[Opening Dataset section]

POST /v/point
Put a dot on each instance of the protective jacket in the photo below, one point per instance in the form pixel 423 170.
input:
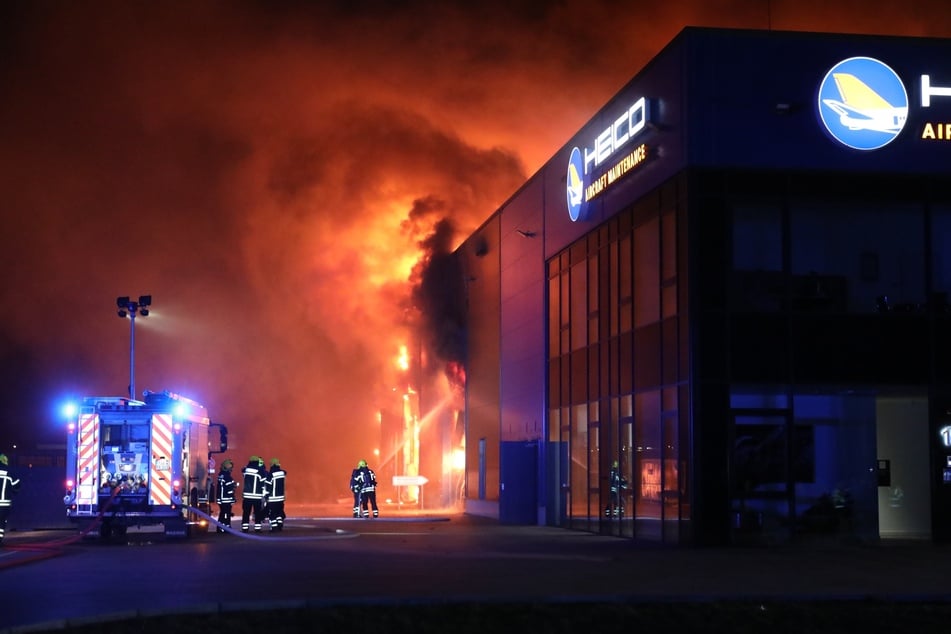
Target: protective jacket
pixel 9 485
pixel 256 479
pixel 226 487
pixel 366 479
pixel 277 484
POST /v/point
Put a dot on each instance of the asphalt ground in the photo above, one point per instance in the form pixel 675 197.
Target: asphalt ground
pixel 459 572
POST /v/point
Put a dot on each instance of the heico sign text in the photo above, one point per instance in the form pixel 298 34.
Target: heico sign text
pixel 580 185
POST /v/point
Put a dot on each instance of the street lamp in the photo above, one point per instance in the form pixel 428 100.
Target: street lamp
pixel 131 308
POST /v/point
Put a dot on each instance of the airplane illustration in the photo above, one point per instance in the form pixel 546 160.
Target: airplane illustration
pixel 575 185
pixel 861 108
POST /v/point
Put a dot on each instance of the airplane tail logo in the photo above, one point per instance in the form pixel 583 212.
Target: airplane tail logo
pixel 574 184
pixel 863 103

[Closing Dataset section]

#### Aim of the exercise:
Only an exact, picture-free copy of the entries counts as the answer.

#### Result:
POST /v/point
Put a dot on each instance of the protective jacket in the photo below, one point per instance in the form pixel 423 170.
input:
Target: protective jacket
pixel 9 485
pixel 256 479
pixel 226 487
pixel 366 479
pixel 277 484
POST /v/point
Put a dot on each instance of the asphalt ground in the photo above, one point per instance in the form pixel 675 197.
Target: asphalt ground
pixel 459 572
POST /v/point
Put a dot on each instance of the heico sign text in the photo above, one point per instance in the form pixel 298 34.
Target: heico sign text
pixel 580 185
POST /v/point
Put a dot on each instance of the street lamp in the photo above, one point per instance in the form pixel 428 100.
Target: street lamp
pixel 131 308
POST /v/point
Put a dot on each instance of the airplane illustration in the photo above, one point per instance in the form pixel 546 160.
Target: airplane illustration
pixel 575 185
pixel 861 108
POST /v/point
Put a dot on each instance of the airplane tail logo in the photo above, one point per instance in the form pixel 583 212.
Target: airplane tail logo
pixel 574 184
pixel 863 103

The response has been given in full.